Extract provided:
______
In accordance with an aspect of the present invention, a testing system is provided with a wireless device, and a mobile testing device arranged to receive digital data representing an actual fading profile of a selected geographic region, and to perform testing of the wireless device using the actual fading profile. A computer is further provided to connect with the testing device, via a cable, or alternatively, via a network, to download digital data representing an actual fading profile into the testing device.

The digital data representing an actual fading profile can be recorded on a computer readable medium, such as a magnetic medium (e.g., fixed, floppy and removable disk and magnetic tape), or an optical medium (e.g., compact disc, CD-R, CD-R/W or digital video disc, DVD-R/W, HD-DVD, Blu-ray and other advanced optical disks). The testing device is provided with an arbitrary waveform generator to generate an analog baseband signal based on the digital data representing an actual fading profile, and a frequency converter to convert the analog baseband signal into a high-frequency RF signal suitable for transmission, via a transmission channel, to the wireless device, along with a standard protocol required for the wireless device to decode the RF signal upon its receipt. Similarly, the wireless device is configured to receive and decode the RF signal according to the standard protocol transmitted from the testing device, and then send back to the testing device an RF signal for RF testing or other testing purposes, such as bit error rate (BER) testing and block error rate (BLER) testing.

The testing device comprises a memory to store digital data representing an actual fading profile; a controller configured to perform testing of the wireless device using the digital data stored in the memory; an arbitrary waveform generator to generate an analog baseband signal based on the digital data stored in the memory; and an RF transceiver arranged to convert the analog baseband signal into a high-frequency RF signal and transmit the RF signal, via a RF port, to the wireless device along with a standard protocol required for the wireless device to decode the RF signal upon its receipt and send back for RF testing and other testing purposes, including bit error rate (BER), block error rate (BLER), video-call connection, real-time data transfer, SMS, MMS, data security testing, and benchmarking a new mobile phone in accordance with major cellular communications standards including GSM, W-CDMA, TD-SCDMA, CDMA2000, FDMA, TDMA, EDGE, HSDPA, HSUPA and WLAN standards.

According to another aspect of the present invention, a mobile testing device is provided with a memory to store digital data representing an actual fading profile of a selected geographic; an arbitrary waveform generator to generate an analog baseband signal based on the digital data stored in the memory; an RF transceiver arranged to convert the analog baseband signal into a high-frequency RF signal, to transmit the RF signal, via one or more RF ports, to a wireless device along with a standard protocol required for the wireless device to decode the RF signal upon its receipt, and to receive a RF signal sent back from the wireless device; and a controller configured to perform testing of the wireless device based on the RF signal sent back from the wireless device.
______
Provided material:
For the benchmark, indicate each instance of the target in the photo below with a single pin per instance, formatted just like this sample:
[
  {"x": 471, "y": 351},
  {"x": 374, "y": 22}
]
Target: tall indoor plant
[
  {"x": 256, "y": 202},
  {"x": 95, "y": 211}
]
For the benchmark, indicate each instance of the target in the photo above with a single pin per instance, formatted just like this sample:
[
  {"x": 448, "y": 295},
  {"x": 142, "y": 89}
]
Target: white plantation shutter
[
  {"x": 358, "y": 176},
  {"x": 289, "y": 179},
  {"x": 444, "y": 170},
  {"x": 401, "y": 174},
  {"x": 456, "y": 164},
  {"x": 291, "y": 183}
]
______
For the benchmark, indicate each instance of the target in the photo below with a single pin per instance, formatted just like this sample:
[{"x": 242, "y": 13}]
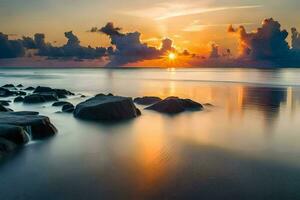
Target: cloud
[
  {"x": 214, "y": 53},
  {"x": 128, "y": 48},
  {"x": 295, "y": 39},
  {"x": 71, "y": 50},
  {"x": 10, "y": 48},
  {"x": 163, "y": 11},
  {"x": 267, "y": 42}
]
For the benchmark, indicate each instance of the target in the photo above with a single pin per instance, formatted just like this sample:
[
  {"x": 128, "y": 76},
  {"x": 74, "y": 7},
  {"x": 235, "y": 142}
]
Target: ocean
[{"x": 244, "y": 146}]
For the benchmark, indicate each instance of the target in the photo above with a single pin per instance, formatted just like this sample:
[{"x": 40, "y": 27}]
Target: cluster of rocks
______
Work instructions:
A - In the text on the mobile testing device, why is a standard protocol transmitted along with the RF signal? Answer in one to three sentences.
B - Echo the portion of the text on the mobile testing device between "According to another" and "the wireless device.", inclusive.

Results:
A - The wireless device needs the standard protocol to decode the RF signal when it receives it. After decoding the signal according to that protocol, the wireless device sends an RF signal back to the testing device for RF testing or other testing, such as bit error rate (BER) and block error rate (BLER) testing.

B -
According to another aspect of the present invention, a mobile testing device is provided with a memory to store digital data representing an actual fading profile of a selected geographic; an arbitrary waveform generator to generate an analog baseband signal based on the digital data stored in the memory; an RF transceiver arranged to convert the analog baseband signal into a high-frequency RF signal, to transmit the RF signal, via one or more RF ports, to a wireless device along with a standard protocol required for the wireless device to decode the RF signal upon its receipt, and to receive a RF signal sent back from the wireless device; and a controller configured to perform testing of the wireless device based on the RF signal sent back from the wireless device.